DIRECTIONS FOR THIS TASK> Rewrite the lines below, from the line containing "Find the white wall" through the end of the records, keeping the requests unchanged. Scale every point coordinate in the answers by 1.25, rounding to whole numbers with halves rounded up.

[Rows from a pointing dataset]
<<<<
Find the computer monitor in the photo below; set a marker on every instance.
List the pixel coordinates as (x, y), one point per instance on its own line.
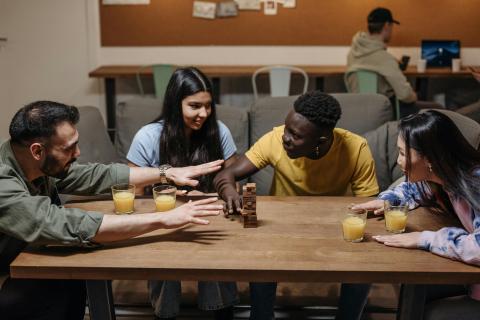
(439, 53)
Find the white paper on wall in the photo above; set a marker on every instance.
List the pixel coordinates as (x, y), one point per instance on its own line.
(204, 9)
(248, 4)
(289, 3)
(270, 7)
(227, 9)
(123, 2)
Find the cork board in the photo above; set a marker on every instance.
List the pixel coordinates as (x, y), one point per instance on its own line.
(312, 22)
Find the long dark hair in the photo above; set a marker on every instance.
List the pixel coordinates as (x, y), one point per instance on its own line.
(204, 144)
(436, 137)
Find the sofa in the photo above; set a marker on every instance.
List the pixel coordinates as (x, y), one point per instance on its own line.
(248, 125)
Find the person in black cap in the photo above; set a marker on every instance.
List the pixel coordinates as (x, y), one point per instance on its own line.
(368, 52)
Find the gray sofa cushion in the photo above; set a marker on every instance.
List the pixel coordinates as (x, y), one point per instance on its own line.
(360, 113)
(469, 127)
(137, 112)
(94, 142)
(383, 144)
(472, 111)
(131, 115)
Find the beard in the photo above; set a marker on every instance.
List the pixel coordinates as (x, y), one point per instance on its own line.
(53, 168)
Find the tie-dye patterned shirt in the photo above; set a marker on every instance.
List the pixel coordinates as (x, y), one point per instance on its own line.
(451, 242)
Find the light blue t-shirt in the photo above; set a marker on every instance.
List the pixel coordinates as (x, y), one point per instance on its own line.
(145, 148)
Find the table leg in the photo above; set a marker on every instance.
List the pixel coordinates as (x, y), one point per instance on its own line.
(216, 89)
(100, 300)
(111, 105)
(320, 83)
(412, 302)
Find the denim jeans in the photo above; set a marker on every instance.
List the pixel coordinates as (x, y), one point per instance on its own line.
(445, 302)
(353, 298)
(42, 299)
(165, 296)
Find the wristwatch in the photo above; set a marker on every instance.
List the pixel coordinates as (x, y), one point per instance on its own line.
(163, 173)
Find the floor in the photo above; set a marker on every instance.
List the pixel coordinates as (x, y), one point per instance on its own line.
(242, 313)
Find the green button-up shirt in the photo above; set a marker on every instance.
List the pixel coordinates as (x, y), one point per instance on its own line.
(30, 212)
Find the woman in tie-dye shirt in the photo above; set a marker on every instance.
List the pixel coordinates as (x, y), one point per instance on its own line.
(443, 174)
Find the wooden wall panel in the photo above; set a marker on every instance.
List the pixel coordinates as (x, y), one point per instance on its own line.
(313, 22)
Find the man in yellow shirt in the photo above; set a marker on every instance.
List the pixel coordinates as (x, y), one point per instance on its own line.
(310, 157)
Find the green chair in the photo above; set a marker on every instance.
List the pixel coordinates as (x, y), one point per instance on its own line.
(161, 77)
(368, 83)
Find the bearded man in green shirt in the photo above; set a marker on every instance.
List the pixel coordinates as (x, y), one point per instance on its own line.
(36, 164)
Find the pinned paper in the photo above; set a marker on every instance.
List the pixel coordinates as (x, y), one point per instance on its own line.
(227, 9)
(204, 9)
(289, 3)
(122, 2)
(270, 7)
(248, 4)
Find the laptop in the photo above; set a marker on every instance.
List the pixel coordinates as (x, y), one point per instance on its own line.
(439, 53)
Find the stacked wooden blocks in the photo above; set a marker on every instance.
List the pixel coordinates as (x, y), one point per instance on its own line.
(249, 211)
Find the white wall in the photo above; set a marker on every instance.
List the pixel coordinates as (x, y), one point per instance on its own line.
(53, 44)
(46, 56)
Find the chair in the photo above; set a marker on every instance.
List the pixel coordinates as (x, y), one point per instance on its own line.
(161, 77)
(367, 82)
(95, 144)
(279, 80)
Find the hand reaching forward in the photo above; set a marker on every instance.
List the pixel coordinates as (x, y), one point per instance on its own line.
>>>>
RESPONSE FOR THIS EXERCISE>
Find the white wall in the photo above; set a marker on every instance.
List the pixel coordinates as (x, y), one point per instance on its own line.
(66, 55)
(58, 70)
Find the chair in the photo above; set a marker on every instance.
List the pixel coordinates as (x, y), one point per instance on its own line.
(201, 96)
(459, 103)
(119, 180)
(349, 100)
Find the hand reaching forward in the photo above; set a marker on every instance.
List the pixel coordinates as (x, y), one point per instance on its own line.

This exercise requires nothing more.